===== Trecho do texto

9 de out. de 2008

Um chapéu

Tenho incontáveis razões para me orgulhar de meu pai. Mais ainda por ser, como dizem muitos dos mais chegados, o xérox, o clone, o homem “cuspido e escarrado”. São tantas as razões que não vou me utilizar da chatice de enumerar suas qualidades, e nem é preciso explicar o motivo. Digo isso porque muita gente me pergunta há anos por que não largo o futebol de vez e fico apenas com a noite, essa que me enlaçou há tempos e, conseqüentemente, comprometeu 90% das minhas atuações em campo nas manhãs de domingo – eu sempre a priorizei em detrimento do futebol; mas mesmo bêbado estava em campo. A tentativa de explicar nunca me veio. Mas ontem me peguei resgatando uma das minhas mais longínquas lembranças, e agora tenho certeza do porque de minha insistência. Lá estava eu, numa noite de sábado, andando em alguma rua do bairro com meus pais e o Angelo - o Bruno ainda era um feto. Provavelmente estávamos indo ao saudoso Michelon, restaurante na esquina da Rua do Bosque com a Anhangüera, onde antes fez história a sede social do Anhangüera. Minha mãe cochichou com o velho “Olhe, meu bem. O jeito de andar do Arthur é igualzinho ao seu!”. Fingi que não ouvi nada e comecei a reparar no meu pai. Atentei em seus passos, suas pernas andando uma após a outra, e fiquei todo prosa.

Cheguei a uma conclusão óbvia, que me fez encher o peito; se eu tinha o jeito de andar, então também herdaria, infalivelmente, sua elegância com a pelota. Nessa época meu pai estava no auge, no sport do Anhangüera. Era – ainda é -, como era seu pai, o Velho Tirone, um jogador de defesa, mas com um garbo digno de classificá-lo “zagueiro clássico” - meu avô foi apenas um “beque raçudo” e valente, com uma impulsão inumana, dizem. Era bom também no futebol de salão, tinha habilidade. Sua estréia num jogo de adultos foi justamente pelo rubro-negro, aos 14 anos. Entrou faltando dez minutos para o fim do jogo e com o placar desfavorável: 1 a 0 pro adversário. Meu avô contava, orgulhoso, sua participação na peleja, seu apoio ao filho caçula. Solicitou delicadamente ao técnico: “Ô seu puto, tira esse merda desse ponta direita e põe meu filho!”. Mimi – Vladimir, desde bebê com este apelido -, meu pai, deu duas voltas no cordão do calção, apertando-o, enquanto meu avô lhe ordenava que mostrasse o que sabia. Pisou o campo fazendo o sinal da cruz. Entrou franzino e endiabrado. No primeiro lance, deixou o lateral sentado e cruzou pro gol de empate. Cinco minutos depois fez o da virada e nunca mais saiu do time.

==========

Desafio 1
Enumere todos os nomes de pessoas que aparecem na crônica.
Desafio 2
Segundo a crônica, com que idade o pai estreou num jogo de adultos?
Desafio 3
Resuma a crônica em duas frases.
A listagem provém de outra fonte.

===== Listagem de dados

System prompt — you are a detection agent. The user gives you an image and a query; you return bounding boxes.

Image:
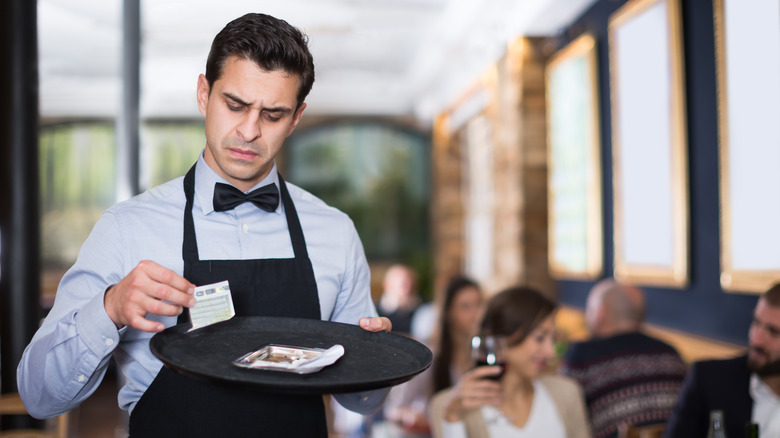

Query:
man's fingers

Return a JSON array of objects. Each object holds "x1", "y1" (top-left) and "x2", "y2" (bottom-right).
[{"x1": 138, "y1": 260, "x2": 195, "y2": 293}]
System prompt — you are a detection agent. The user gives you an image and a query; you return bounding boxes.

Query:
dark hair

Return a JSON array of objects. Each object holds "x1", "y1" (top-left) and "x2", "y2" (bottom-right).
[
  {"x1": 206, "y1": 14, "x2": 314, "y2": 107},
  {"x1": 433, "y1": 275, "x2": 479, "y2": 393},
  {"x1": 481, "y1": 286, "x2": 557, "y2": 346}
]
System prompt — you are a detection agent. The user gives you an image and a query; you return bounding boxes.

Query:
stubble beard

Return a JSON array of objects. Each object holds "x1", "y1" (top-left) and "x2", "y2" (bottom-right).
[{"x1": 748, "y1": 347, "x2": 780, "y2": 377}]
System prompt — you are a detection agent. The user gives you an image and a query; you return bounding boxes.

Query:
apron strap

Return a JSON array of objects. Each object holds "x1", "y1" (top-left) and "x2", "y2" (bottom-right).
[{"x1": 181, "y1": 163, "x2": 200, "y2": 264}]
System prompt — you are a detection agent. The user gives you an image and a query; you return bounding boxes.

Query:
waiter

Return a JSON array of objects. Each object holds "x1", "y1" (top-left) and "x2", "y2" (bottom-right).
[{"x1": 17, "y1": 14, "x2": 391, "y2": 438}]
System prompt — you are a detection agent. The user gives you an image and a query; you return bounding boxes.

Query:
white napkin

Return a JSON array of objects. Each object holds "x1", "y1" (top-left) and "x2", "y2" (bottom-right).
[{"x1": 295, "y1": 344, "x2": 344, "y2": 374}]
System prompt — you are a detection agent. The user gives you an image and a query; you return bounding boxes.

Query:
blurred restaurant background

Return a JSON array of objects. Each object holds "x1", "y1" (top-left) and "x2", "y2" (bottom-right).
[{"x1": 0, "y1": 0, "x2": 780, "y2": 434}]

==========

Resposta correta 1
Angelo, Bruno, Arthur, Velho Tirone, Mimi (Vladimir)

Resposta correta 2
Aos 14 anos.

Resposta correta 3
O narrador recorda uma noite de infância em que a mãe comentou que seu jeito de andar era igual ao do pai, o que o fez concluir que herdaria também a elegância do pai com a bola e lhe deu certeza do motivo de sua insistência no futebol. A crônica relata ainda a estreia do pai, Mimi, num jogo de adultos pelo rubro-negro aos 14 anos, quando entrou no fim da partida, cruzou para o gol de empate e marcou o gol da virada.